* PROMPT: What is wanted is the line holding "Point out the stone staircase" and every later line through the end of the entries, set down exactly.

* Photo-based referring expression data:

┌──

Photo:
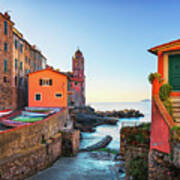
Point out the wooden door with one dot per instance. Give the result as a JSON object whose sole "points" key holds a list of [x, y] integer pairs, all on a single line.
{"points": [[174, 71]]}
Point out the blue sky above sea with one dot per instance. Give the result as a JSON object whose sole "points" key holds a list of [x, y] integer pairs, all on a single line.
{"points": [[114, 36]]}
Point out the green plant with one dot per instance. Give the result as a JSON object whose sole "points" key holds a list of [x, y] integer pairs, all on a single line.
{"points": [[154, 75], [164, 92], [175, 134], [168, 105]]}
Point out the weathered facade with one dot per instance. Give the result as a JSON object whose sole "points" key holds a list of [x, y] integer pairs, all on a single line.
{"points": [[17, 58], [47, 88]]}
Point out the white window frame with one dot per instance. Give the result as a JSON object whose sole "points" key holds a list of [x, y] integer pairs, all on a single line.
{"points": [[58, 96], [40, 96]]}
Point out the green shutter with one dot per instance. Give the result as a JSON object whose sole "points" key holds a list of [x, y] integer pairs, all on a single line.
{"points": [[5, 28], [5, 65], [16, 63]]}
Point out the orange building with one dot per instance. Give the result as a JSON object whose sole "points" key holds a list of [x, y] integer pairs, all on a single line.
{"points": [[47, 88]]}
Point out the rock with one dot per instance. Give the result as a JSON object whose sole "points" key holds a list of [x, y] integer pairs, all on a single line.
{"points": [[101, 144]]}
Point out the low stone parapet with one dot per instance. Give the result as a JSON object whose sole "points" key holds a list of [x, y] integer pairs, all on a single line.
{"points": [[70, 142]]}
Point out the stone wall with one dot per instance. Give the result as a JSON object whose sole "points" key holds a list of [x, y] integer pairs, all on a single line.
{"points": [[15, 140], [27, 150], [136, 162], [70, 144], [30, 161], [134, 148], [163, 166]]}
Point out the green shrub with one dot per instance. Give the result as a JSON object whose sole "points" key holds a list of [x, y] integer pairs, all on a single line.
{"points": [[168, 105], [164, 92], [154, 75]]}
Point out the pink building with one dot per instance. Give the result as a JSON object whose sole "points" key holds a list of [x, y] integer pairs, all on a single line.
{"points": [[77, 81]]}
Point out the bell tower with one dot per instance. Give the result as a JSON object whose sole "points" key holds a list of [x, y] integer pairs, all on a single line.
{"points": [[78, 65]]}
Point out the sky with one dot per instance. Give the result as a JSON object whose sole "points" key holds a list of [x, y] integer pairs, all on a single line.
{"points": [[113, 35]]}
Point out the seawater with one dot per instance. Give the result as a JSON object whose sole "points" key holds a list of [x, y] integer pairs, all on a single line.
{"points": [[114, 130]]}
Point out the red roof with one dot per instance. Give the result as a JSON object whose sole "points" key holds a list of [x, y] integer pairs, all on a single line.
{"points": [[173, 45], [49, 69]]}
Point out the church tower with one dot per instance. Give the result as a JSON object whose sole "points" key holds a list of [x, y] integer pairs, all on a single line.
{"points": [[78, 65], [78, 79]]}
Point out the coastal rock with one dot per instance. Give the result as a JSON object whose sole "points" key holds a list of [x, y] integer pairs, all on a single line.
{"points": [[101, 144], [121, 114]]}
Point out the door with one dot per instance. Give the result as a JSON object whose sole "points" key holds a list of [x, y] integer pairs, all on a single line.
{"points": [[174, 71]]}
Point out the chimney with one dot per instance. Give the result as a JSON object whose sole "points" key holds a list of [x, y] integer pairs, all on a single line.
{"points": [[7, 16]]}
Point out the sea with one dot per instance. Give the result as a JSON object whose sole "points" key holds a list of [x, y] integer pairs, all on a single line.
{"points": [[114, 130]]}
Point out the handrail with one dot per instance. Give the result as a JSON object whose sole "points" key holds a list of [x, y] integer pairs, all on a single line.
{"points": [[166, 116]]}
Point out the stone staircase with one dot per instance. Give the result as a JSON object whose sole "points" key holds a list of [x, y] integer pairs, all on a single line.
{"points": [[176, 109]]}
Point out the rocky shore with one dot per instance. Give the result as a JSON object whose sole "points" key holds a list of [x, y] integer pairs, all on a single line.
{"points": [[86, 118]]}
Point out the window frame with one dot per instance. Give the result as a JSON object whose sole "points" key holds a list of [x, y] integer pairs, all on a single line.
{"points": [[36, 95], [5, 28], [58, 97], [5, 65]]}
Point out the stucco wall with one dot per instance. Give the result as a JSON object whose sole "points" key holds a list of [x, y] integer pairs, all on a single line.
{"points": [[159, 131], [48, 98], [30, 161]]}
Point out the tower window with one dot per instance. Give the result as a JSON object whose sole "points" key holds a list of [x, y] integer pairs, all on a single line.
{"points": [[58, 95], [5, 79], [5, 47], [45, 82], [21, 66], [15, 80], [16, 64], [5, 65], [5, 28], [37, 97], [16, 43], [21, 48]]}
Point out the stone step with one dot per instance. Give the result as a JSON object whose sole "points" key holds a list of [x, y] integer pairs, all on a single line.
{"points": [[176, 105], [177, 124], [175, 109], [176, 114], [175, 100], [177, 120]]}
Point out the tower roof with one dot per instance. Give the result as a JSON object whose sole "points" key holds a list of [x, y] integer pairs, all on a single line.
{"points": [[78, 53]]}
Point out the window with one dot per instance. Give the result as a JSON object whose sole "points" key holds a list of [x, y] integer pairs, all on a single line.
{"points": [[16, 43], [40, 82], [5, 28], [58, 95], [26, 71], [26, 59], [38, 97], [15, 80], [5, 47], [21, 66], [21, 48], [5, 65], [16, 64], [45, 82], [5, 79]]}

└──

* EXPECTED OUTPUT:
Point out the stone staircase with one dot per instance. Give the result as a JSON object whose sole "points" key holds a list of [x, y] integer pairs, all on a single line.
{"points": [[176, 109]]}
Point out the rocky shore with one dot per instance. Give the result as a JSON object whose sole "points" key holds a list of [x, y] integer pairs, all on a single line.
{"points": [[86, 118]]}
Point out the window frame with one dot per instance. Give the result as a JSON object whose sole "points" key holds a list of [x, y] integer pairs, all on a single line.
{"points": [[36, 95], [5, 28], [58, 97], [5, 65]]}
Point out the stucco wall with one dot per instance. Give the result as a JSON object whose sole "points" key holds a list of [x, y] integer pairs, all on a single line.
{"points": [[159, 131], [48, 98], [30, 161]]}
Point out the tower window with one dot per instance. Give the result as a JSON object whose sole "points" key holds a list of [x, y] integer pairs, all on a single line.
{"points": [[58, 95], [5, 79], [5, 47], [45, 82], [21, 66], [15, 80], [16, 64], [5, 65], [5, 28], [37, 97], [16, 43], [21, 48]]}
Point out the stone step with one dot per instance. Give the result as a JSON object whose sole "points" key holds a list of [x, y] integer pairs, all on a single line.
{"points": [[176, 105], [177, 124], [175, 109], [176, 114], [175, 100], [177, 120]]}
Point out the tower roof with one dot per instance. Give the result as a JSON object whose sole "points" key holds a list of [x, y] integer pairs, all on a single line.
{"points": [[78, 53]]}
Point out the window with one dot per instance. Give the result as a JSON object whose sole "points" key holds a list of [x, y] integer pairs, all on a single line.
{"points": [[16, 43], [40, 82], [5, 28], [58, 95], [26, 71], [26, 59], [38, 97], [15, 80], [5, 47], [21, 66], [21, 48], [5, 65], [16, 64], [45, 82], [5, 79]]}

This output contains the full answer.